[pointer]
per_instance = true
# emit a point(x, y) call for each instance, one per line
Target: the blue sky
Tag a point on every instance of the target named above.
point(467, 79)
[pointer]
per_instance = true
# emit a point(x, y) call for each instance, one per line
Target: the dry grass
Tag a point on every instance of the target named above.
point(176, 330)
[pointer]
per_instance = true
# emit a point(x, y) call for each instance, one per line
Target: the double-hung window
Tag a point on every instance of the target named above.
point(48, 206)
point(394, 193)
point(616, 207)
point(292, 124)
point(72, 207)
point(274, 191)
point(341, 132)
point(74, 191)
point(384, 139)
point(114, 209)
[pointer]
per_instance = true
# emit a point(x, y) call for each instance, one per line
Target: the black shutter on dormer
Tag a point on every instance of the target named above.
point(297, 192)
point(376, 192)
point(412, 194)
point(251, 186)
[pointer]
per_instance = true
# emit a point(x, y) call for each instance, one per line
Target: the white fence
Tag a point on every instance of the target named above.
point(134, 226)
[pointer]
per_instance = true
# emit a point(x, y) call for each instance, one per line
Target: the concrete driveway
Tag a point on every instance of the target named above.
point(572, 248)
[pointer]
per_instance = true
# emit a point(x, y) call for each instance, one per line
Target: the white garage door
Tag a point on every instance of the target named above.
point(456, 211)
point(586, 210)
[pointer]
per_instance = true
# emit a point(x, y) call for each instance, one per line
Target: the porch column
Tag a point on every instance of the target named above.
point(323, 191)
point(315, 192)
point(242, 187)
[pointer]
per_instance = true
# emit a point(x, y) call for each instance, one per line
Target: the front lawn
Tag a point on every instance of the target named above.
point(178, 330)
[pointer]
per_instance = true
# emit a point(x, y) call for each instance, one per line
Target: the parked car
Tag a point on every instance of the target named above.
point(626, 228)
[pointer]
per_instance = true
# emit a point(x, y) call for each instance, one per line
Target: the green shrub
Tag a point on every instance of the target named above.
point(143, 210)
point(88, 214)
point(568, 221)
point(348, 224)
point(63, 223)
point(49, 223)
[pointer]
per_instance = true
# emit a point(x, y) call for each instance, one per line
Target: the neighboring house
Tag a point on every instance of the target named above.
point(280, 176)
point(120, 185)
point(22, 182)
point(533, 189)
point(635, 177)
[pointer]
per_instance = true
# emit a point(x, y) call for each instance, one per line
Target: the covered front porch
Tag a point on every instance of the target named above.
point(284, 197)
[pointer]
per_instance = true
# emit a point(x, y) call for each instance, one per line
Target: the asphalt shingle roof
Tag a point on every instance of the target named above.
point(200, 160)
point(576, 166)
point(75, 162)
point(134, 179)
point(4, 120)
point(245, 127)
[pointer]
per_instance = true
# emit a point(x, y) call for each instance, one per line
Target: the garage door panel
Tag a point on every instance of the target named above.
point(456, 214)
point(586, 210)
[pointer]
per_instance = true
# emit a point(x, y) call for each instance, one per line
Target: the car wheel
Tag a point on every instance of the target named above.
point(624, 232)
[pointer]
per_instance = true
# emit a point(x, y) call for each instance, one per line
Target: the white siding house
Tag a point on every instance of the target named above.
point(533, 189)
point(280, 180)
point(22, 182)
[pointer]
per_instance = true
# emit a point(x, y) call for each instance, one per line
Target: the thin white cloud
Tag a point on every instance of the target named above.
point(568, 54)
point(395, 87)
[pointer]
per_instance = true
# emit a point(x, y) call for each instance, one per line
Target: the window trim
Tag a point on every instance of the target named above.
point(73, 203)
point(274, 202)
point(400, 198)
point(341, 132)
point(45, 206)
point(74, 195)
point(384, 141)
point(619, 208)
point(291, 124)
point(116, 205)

+---+

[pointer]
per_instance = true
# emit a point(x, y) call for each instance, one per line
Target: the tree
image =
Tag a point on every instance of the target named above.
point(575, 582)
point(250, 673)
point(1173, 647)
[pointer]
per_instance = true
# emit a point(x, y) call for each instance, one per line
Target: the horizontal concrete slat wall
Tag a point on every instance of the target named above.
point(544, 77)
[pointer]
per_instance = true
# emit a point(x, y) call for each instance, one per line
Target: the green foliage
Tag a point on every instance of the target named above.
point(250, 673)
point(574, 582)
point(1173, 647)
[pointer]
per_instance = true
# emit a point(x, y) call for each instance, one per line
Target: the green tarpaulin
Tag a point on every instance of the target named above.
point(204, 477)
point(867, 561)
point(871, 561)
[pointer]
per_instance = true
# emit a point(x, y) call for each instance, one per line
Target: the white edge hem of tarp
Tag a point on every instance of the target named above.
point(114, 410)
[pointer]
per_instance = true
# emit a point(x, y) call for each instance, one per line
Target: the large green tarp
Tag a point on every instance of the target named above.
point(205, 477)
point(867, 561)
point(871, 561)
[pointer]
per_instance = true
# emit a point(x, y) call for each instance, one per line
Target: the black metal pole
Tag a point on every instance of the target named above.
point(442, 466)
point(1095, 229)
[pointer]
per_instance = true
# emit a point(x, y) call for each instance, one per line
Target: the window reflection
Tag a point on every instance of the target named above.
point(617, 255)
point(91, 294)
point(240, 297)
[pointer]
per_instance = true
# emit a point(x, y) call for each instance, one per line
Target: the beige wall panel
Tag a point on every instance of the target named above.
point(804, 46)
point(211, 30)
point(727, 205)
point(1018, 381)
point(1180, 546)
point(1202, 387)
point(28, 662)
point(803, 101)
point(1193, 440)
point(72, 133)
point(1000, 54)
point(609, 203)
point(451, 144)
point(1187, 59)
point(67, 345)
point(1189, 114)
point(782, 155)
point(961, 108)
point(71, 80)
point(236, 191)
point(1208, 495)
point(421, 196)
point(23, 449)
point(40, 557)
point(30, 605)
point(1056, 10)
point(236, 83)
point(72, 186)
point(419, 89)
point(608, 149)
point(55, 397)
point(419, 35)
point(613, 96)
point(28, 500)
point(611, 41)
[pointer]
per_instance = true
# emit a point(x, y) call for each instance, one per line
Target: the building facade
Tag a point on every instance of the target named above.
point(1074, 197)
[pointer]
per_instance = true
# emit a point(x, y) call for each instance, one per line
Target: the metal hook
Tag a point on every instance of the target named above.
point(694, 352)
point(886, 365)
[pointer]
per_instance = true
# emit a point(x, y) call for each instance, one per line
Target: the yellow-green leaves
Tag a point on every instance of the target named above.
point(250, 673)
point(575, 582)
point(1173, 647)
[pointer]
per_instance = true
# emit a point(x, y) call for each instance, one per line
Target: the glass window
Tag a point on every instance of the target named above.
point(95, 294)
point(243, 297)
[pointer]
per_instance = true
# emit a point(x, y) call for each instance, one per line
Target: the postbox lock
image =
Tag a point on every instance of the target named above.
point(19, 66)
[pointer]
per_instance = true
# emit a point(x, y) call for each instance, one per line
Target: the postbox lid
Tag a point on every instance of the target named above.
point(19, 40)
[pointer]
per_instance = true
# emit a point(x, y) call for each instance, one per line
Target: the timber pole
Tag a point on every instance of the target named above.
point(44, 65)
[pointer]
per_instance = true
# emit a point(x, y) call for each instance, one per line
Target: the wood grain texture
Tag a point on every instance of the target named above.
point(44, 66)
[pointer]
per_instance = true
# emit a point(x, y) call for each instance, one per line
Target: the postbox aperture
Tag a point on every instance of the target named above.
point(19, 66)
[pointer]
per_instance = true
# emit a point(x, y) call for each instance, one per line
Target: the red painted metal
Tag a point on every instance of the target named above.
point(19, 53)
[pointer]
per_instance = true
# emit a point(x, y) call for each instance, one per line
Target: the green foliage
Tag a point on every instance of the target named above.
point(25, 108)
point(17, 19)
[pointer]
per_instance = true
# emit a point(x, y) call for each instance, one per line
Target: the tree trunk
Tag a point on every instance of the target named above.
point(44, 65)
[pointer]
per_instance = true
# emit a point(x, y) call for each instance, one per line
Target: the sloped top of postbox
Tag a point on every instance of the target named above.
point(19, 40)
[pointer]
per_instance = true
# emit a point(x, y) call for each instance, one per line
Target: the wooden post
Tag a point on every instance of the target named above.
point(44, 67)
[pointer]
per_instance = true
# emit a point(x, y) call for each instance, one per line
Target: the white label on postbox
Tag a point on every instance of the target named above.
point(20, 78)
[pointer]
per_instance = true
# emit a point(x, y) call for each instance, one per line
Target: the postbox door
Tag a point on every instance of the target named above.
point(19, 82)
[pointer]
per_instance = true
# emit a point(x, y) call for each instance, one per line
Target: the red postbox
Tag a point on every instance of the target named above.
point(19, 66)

+---+

ASSIGNMENT -> Report the number of lines in the records that include the string "window", and write no other words.

SOLVED PROBLEM -> 4